■ SET EXERCISE
In the entries below, reproduce verbatim the lines starting at the one containing "Return one point per instance of the shrub" and ending at the one containing "[(166, 282)]", both included. Output nothing else.

■ Excerpts from location labeling data
------------------------------------------------
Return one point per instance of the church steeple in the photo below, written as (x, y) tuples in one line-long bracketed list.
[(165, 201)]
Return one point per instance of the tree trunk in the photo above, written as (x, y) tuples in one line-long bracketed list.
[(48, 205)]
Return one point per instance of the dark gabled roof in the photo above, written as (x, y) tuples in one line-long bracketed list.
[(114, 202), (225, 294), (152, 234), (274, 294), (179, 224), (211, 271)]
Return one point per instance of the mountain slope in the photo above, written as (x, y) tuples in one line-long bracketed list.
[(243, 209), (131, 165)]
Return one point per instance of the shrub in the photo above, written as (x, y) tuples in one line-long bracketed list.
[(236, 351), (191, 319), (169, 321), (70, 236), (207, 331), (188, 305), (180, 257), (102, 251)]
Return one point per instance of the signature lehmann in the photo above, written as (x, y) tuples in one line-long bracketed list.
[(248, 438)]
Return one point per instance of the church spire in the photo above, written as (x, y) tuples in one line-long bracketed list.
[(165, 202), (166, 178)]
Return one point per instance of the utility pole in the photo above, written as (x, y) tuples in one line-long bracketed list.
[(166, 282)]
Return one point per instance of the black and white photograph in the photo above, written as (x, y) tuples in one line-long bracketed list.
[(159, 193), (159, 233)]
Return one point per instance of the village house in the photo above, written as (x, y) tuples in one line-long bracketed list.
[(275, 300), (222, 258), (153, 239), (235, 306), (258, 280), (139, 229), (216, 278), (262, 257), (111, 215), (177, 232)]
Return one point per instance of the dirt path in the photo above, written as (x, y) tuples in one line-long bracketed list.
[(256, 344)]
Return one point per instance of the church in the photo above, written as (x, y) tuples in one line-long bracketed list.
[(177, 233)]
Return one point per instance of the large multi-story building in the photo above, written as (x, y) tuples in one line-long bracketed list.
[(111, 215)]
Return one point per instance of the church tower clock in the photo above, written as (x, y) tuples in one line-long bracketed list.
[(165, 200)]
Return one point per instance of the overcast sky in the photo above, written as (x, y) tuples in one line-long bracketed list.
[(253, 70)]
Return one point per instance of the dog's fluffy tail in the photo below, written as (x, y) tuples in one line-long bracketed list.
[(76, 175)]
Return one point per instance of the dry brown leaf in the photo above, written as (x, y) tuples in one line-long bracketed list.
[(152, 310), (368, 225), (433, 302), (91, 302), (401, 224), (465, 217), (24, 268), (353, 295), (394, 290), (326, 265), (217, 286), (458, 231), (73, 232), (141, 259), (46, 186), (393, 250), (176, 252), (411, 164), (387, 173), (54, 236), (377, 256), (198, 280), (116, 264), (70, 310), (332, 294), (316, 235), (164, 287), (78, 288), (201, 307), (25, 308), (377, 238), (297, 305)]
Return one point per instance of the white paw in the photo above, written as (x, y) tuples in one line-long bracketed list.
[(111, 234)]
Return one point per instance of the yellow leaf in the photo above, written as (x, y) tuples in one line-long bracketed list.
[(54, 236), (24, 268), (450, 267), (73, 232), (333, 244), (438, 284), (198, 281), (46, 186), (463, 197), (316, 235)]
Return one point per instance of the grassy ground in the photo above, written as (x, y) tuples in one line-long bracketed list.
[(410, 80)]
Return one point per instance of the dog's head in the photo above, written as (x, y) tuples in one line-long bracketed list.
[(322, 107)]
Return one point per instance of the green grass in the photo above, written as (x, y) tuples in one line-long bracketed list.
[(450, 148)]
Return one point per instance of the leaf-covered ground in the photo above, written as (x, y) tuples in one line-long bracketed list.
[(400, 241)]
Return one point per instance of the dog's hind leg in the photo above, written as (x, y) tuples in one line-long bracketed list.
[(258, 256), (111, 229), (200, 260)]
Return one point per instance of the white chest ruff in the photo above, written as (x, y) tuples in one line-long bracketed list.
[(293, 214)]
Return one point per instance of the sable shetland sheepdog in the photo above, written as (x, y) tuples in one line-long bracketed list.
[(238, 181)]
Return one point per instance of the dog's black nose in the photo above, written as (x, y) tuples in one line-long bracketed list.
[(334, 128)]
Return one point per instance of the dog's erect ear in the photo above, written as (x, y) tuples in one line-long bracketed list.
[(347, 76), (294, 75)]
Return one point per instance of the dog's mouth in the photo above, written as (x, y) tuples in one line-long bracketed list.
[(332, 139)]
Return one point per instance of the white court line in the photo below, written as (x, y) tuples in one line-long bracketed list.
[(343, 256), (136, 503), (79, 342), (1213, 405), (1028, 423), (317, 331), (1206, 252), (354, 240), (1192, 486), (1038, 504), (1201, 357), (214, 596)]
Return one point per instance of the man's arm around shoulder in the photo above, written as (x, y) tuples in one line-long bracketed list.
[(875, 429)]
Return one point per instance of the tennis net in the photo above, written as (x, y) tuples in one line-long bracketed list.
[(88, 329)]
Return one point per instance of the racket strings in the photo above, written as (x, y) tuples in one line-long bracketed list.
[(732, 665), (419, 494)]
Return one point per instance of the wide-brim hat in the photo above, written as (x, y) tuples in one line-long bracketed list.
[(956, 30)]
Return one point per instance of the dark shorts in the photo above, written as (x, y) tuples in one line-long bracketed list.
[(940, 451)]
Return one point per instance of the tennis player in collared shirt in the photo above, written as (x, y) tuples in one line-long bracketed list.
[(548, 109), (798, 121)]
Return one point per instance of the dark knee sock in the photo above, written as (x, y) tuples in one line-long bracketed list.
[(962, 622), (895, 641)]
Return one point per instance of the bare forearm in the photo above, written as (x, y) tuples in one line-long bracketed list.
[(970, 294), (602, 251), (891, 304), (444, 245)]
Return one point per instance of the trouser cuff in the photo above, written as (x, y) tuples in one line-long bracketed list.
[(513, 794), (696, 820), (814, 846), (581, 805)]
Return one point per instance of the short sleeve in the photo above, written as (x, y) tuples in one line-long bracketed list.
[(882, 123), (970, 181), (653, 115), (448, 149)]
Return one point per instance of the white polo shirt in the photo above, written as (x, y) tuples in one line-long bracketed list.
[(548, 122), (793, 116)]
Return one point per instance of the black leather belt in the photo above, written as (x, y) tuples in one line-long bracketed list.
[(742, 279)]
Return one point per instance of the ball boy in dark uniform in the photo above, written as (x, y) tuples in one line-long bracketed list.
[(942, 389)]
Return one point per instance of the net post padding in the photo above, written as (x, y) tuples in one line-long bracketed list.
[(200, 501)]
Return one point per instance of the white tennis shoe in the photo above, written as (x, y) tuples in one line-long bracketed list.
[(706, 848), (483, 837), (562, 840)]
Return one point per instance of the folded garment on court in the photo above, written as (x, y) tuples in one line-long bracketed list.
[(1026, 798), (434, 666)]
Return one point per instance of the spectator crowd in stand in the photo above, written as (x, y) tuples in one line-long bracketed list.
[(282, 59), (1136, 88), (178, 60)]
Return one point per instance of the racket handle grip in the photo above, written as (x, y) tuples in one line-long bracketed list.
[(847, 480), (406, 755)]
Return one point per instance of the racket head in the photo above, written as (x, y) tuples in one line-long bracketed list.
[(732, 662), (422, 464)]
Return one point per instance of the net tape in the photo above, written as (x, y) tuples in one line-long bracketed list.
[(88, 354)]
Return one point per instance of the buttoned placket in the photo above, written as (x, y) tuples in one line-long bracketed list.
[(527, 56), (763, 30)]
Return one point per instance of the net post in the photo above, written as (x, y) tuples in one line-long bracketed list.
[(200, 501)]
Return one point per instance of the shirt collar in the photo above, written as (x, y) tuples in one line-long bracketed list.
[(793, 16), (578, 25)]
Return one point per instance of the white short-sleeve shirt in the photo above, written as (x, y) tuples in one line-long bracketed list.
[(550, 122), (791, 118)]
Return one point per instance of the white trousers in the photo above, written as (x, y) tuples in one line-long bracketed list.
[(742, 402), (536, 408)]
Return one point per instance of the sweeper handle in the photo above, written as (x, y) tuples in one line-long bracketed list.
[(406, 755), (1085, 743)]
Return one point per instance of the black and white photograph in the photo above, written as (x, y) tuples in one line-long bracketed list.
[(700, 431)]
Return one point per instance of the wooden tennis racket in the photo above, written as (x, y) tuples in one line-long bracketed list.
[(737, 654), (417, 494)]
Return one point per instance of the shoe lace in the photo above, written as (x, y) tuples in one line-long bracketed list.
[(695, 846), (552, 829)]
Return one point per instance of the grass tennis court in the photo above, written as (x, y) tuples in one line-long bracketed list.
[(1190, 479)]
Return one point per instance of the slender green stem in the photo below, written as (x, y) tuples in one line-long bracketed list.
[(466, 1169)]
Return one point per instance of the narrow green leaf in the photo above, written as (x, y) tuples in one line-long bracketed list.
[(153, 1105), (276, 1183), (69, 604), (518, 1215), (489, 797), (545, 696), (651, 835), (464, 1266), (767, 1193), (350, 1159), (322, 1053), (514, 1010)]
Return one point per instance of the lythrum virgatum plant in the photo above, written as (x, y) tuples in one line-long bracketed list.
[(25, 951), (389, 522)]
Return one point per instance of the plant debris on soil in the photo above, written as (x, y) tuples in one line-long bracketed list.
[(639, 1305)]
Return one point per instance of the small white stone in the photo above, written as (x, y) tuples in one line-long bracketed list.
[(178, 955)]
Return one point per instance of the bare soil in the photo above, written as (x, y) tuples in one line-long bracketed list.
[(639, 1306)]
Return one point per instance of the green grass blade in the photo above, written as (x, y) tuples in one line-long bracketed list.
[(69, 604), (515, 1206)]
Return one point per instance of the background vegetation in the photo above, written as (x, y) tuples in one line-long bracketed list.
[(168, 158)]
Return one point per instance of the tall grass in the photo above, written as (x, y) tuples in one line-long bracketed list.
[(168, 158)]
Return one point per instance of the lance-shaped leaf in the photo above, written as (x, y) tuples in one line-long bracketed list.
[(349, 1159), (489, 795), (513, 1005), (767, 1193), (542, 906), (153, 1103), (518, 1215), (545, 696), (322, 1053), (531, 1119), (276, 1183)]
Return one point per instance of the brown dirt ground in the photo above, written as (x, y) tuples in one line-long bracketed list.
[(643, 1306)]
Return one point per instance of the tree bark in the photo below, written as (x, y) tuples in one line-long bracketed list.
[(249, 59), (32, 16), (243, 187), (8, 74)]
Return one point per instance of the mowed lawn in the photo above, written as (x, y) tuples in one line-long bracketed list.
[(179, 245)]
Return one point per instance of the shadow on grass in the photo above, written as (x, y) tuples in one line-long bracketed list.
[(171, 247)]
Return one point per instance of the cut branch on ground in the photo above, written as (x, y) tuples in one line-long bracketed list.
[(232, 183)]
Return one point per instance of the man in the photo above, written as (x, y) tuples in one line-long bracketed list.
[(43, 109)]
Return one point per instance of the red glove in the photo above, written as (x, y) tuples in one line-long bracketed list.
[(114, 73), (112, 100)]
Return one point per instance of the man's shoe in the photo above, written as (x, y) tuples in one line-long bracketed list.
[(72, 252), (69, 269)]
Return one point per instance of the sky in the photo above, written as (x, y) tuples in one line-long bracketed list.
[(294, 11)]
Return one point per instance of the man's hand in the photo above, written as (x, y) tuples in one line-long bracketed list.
------------------------------------------------
■ EXERCISE OUTPUT
Return one point per instance of the shrub in the photo above, written as (x, y) tuples in one line-long bracketed list.
[(236, 351), (191, 319), (169, 321), (70, 236), (207, 331), (188, 305), (180, 257), (102, 251)]
Return one point per instance of the signature lehmann in the photo above, written as (x, y) tuples in one line-long bracketed list.
[(248, 438)]
Return one point per instance of the church spire in the photo above, written as (x, y) tuples in one line-long bracketed list.
[(165, 202), (166, 178)]
Return one point per instance of the utility pole in the photo above, written as (x, y) tuples in one line-long bracketed list.
[(166, 282)]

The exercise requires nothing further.